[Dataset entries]
# # # # # # #
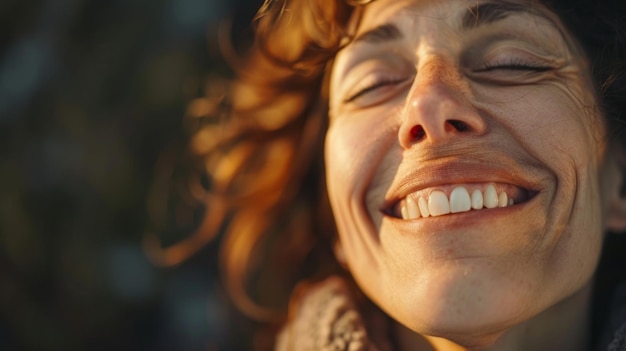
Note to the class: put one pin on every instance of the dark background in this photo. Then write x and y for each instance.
(93, 93)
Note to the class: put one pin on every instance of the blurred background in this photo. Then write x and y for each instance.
(93, 96)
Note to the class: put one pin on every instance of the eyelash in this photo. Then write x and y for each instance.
(515, 65)
(512, 65)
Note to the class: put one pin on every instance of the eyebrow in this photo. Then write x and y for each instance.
(475, 16)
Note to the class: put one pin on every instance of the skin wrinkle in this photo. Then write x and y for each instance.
(506, 111)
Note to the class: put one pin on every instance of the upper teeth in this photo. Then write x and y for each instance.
(438, 204)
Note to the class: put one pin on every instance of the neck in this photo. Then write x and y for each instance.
(564, 326)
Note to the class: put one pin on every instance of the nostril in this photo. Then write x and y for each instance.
(459, 125)
(417, 133)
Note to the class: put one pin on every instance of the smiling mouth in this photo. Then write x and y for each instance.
(451, 199)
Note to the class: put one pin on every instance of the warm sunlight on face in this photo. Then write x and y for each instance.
(463, 163)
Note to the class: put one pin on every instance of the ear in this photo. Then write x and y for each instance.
(340, 255)
(614, 187)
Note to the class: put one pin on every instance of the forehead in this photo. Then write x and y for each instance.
(459, 14)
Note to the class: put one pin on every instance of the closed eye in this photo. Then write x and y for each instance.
(514, 66)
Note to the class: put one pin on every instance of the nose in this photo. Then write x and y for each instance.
(437, 108)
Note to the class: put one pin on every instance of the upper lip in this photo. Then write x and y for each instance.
(461, 171)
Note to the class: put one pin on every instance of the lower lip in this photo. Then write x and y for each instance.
(464, 219)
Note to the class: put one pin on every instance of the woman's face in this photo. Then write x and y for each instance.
(463, 163)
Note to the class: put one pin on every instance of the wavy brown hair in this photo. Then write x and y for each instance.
(260, 145)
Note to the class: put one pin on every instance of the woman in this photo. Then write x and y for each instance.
(472, 165)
# # # # # # #
Retype the data word for word, please, and keep the images out.

_Response to the task_
Note to the class: put one pin on every instance of the dark background in this photo. Then write x and y for each instance.
(93, 93)
Note to the class: put one pin on every instance of the blurred background in this photo. Then write x and y for each instance.
(93, 96)
Note to the class: put one pin on every instance of the eyelash in this photo. Then write x and y for each instance.
(515, 65)
(512, 65)
Note to the class: put one pin on every instance of the eyebrow in this photo. Then write x and y for each instance.
(475, 16)
Note to the class: put one pin on every instance of the skin wrinkle in this photo. Then write x and y for each instance.
(506, 111)
Note to the class: put one pin on every instance of the upper teeth in this photo. Then write x and y for each instance.
(438, 204)
Note to the class: put one pin on every instance of the neck in this photo. Then write x and y for each instance.
(564, 326)
Note to the class: put one pin on every instance of the nostril in this photo. Then write x and y for each instance.
(459, 125)
(417, 133)
Note to the class: put one pin on every instance of the smiling mouth in this photo. Then write x and y for each instance.
(451, 199)
Note to the class: put one pin on every instance of the warm sunlight on face in this photo. Then write x and y for each instance.
(463, 163)
Note to the class: put one pin on every instance of the ear in this photo. Then write x and y for each instance.
(340, 255)
(614, 187)
Note to the class: put one pin on every instance of the forehead in this photo. Then write x and y for each instance.
(459, 14)
Note to the class: put one pin on every instance of the closed eye in this photo. Then write x and y for each instance.
(514, 66)
Note to the class: put one pin on every instance of the nose in this photo. Then write x and y for each instance.
(437, 108)
Note to the class: put one pin on every instance of the upper lip in this photo. Then write x and y for each instance.
(461, 171)
Note to the class: put one pin on every instance of the lower lip in this photo. Then write x and y for each instance.
(464, 219)
Note to the class: put one pin on every instance of the woman's face in this photo. Then write x and y for each instance.
(463, 163)
Note to the class: put one pin on every instance of the wavy brown hair in this photo. Then write x and y for each instance.
(260, 145)
Note to the class: put one pin on every instance of the woman in this photo. Then write x and y for each instance.
(472, 165)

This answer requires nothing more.